Take the line containing "[indicate] orange forklift" and all lines after it to the end of the records, and output them exactly.
START PROVIDED INFORMATION
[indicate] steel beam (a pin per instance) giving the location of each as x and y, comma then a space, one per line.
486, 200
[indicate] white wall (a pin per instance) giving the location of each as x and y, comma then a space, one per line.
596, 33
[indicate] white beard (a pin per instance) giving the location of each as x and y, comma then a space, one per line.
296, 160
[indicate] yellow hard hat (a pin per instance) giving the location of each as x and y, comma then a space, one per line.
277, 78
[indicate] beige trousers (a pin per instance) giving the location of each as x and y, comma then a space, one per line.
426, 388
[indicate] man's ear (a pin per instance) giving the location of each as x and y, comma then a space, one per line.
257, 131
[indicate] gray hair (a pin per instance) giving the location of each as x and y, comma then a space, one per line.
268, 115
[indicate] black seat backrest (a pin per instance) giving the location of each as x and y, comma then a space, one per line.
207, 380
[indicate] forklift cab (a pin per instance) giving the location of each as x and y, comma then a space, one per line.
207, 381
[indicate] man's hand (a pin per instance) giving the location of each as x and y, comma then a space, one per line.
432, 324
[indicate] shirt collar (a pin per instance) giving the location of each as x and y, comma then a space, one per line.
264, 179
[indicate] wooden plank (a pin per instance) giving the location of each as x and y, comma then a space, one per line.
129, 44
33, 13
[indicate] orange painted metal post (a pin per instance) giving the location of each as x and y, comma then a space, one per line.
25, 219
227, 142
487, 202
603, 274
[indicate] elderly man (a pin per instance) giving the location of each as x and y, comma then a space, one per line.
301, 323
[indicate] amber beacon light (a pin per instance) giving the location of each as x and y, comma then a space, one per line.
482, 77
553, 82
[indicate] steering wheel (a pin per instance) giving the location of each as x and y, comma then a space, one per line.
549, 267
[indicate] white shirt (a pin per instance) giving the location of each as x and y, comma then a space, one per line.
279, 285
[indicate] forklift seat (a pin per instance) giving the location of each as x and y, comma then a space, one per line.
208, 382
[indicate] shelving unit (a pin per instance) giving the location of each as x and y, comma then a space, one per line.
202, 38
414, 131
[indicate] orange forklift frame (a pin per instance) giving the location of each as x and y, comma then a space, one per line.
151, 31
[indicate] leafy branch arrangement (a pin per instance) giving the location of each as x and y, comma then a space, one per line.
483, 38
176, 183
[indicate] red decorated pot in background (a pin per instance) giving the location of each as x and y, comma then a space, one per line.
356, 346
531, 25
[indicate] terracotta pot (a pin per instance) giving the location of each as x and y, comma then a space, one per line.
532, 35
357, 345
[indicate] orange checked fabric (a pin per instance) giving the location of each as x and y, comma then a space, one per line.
END PROVIDED INFORMATION
**EXPECTED ANSWER**
[indicate] orange forklift frame (a pin per instance) giving the location of each as x and y, comma then a space, one per line.
151, 31
[indicate] leafy branch arrangement (a pin per instance) giving the location of each as x and y, comma then a space, one per line.
483, 38
176, 183
[indicate] red decorated pot in background (a pin per instance) giving the location of each as x and y, comma then a space, one per line.
356, 346
531, 25
[indicate] terracotta pot (a pin per instance) giving the location of each as x and y, comma then a space, one per line.
532, 35
357, 345
[indicate] orange checked fabric (a pin per instance) giving the location of each as x and y, comma then a space, one per line.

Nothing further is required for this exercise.